Exercise instructions
Please answer these questions from the text about Uriel Miron's cushion serpent below, one answer per line.
1. What fabric is the serpent made of?
2. Where do the two ends of the strip meet after encircling the walls?
3. Where does an elongated cushion with knotted ribbons usually belong?

Passage
= = = =
A Soft Corner

The flank of the padded muslin serpent made by Uriel Miron rubs against the edge of the floor panel that protects the white-washed walls of the museum, as it stretches along them, through the exhibits of Daniel Bauer, Yael Robin, Sharon Poliakine and Yoav Miller, and into the museum’s central nave. Above the serpent, at eye level, oil paintings from the museum collection flash the promise of bliss inherent in painting, while they echo the utopian hopes and desperate agony of the past century.

The soft strip of fabric and stuffing, soft corner, runs a cyclical course that yields a subtle opposition. The two ends of the strip meet as it completes a continuous meander that encircles the walls of an open-air patio at the heart of the museum. Thus, the coils of the cushion embrace a chunk of outside even as they remain inside.
An elongated cushion punctuated by knotted ribbons does not usually line the walls of a museum; its place is in a baby’s crib – protecting the infant from the hard bars that enclose it. Yet, in Miron’s piece, this personal strip of padding has assumed gigantic length, like a tape measure (endless, in principle), and it worms its way into the very heart of an august institutional edifice.

There is something unsettling about this displacement from the warm and familiar intimacy of the private domain, and infiltration of the stable and unchanging representational space that partakes – ostensibly – of eternity. If the museum is custodian of the narrative of collective memory, if its white walls guard a repository of culture and knowledge, then Miron’s cloth serpent delineates a boundary that questions the validity of protective walls that would separate the permanent from the fleeting, ponders the exterior that becomes interior, and reflects on situations that undermine the solidity of the image of the museum as a temple of collective memory.
= = = =
Entries
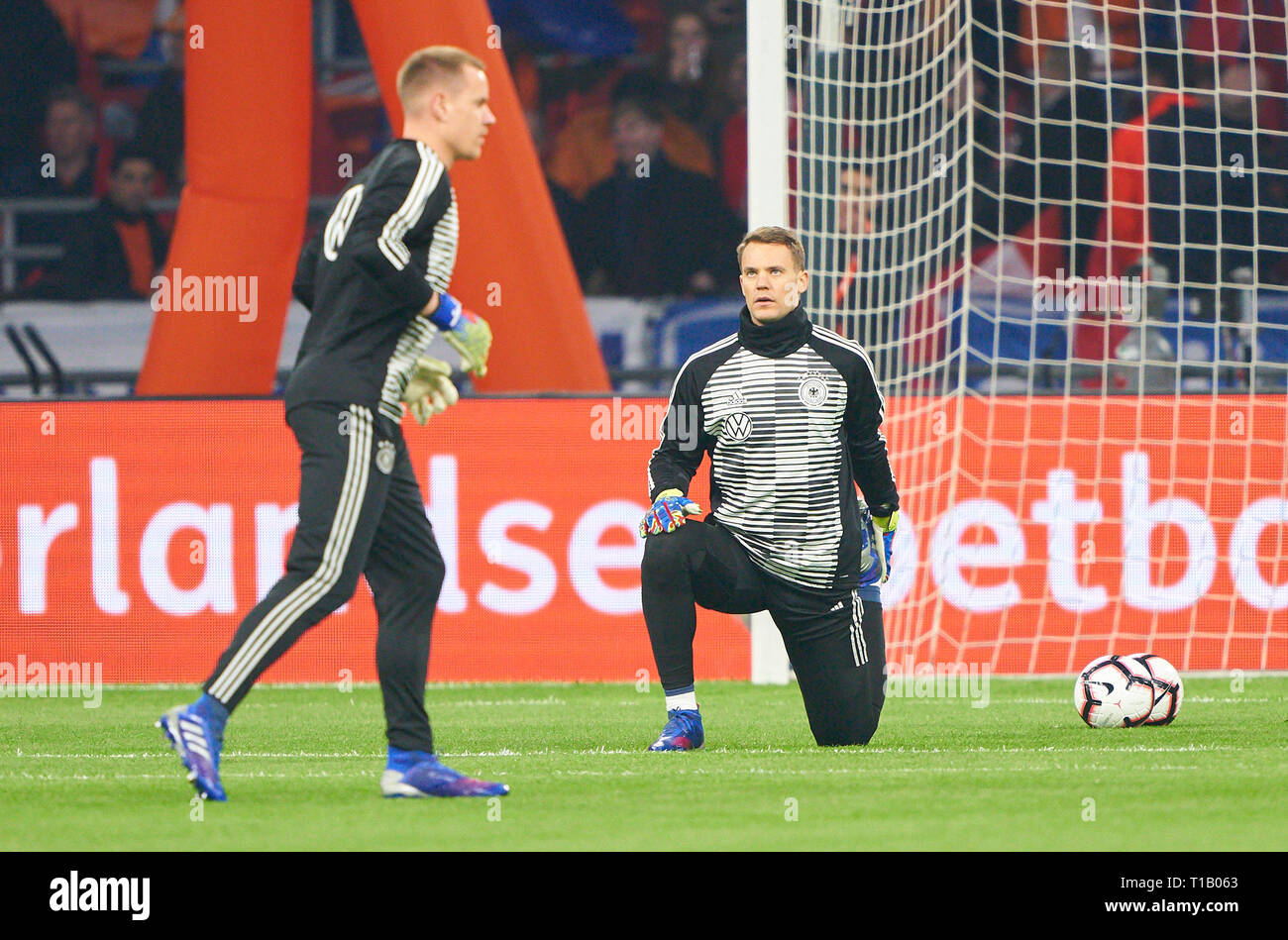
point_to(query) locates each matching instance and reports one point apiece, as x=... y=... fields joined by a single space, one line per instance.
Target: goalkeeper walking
x=791 y=416
x=375 y=278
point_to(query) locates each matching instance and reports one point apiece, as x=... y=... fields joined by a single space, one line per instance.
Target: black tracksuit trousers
x=361 y=511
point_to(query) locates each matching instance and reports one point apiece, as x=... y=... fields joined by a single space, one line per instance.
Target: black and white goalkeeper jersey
x=386 y=249
x=791 y=415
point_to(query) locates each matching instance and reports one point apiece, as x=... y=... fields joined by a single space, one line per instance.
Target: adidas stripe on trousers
x=833 y=638
x=361 y=511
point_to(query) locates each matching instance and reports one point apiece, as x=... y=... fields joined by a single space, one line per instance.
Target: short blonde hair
x=436 y=64
x=774 y=235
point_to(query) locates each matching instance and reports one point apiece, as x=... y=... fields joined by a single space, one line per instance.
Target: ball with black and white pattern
x=1115 y=691
x=1168 y=687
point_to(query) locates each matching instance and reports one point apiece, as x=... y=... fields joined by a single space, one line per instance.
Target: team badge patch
x=735 y=428
x=812 y=391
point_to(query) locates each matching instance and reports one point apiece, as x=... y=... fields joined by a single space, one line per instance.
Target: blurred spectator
x=35 y=56
x=114 y=27
x=115 y=249
x=1061 y=155
x=67 y=166
x=160 y=129
x=1202 y=184
x=733 y=138
x=1121 y=235
x=684 y=72
x=1245 y=33
x=652 y=228
x=857 y=219
x=584 y=150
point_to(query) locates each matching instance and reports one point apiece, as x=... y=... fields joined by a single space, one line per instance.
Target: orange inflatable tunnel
x=241 y=217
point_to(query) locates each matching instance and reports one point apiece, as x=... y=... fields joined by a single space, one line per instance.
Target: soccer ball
x=1168 y=689
x=1115 y=691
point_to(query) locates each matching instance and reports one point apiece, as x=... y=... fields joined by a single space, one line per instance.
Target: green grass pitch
x=301 y=768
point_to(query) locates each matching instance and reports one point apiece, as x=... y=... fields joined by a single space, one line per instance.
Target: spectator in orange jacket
x=584 y=154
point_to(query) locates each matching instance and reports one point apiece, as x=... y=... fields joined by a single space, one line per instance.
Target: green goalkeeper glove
x=472 y=339
x=887 y=524
x=465 y=333
x=429 y=390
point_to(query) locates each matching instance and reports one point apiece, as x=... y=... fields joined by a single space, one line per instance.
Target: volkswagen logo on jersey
x=812 y=391
x=735 y=429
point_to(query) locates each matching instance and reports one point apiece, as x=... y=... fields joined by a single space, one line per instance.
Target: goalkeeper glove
x=429 y=390
x=885 y=527
x=465 y=333
x=669 y=513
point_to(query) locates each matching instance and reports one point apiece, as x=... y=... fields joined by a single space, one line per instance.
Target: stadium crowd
x=639 y=114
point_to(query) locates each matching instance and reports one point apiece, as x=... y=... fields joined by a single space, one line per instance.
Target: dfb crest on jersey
x=812 y=390
x=737 y=428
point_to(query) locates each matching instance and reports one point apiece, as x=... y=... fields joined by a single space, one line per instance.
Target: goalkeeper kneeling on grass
x=791 y=416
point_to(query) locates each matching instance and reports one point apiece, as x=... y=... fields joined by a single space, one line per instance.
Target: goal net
x=1059 y=230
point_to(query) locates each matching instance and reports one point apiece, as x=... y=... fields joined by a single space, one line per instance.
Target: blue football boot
x=419 y=774
x=197 y=745
x=683 y=732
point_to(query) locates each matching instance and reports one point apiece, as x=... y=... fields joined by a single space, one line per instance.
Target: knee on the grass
x=842 y=735
x=665 y=554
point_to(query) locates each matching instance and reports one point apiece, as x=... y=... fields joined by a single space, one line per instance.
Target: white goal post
x=1061 y=233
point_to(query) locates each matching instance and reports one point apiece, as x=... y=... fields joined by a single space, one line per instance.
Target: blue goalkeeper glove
x=877 y=548
x=465 y=333
x=669 y=513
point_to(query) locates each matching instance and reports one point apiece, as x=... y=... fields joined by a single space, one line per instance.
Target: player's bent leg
x=406 y=572
x=697 y=565
x=840 y=668
x=342 y=493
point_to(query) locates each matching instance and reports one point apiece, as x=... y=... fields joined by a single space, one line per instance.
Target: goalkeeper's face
x=771 y=281
x=467 y=116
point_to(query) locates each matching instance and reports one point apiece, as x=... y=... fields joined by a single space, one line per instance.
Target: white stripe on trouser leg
x=857 y=642
x=353 y=489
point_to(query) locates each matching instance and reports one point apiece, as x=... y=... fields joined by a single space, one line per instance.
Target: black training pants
x=361 y=513
x=835 y=639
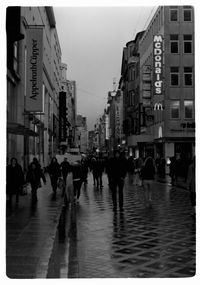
= = = =
Solution to the problem
1. Padded muslin.
2. Around the walls of an open-air patio at the heart of the museum.
3. In a baby's crib.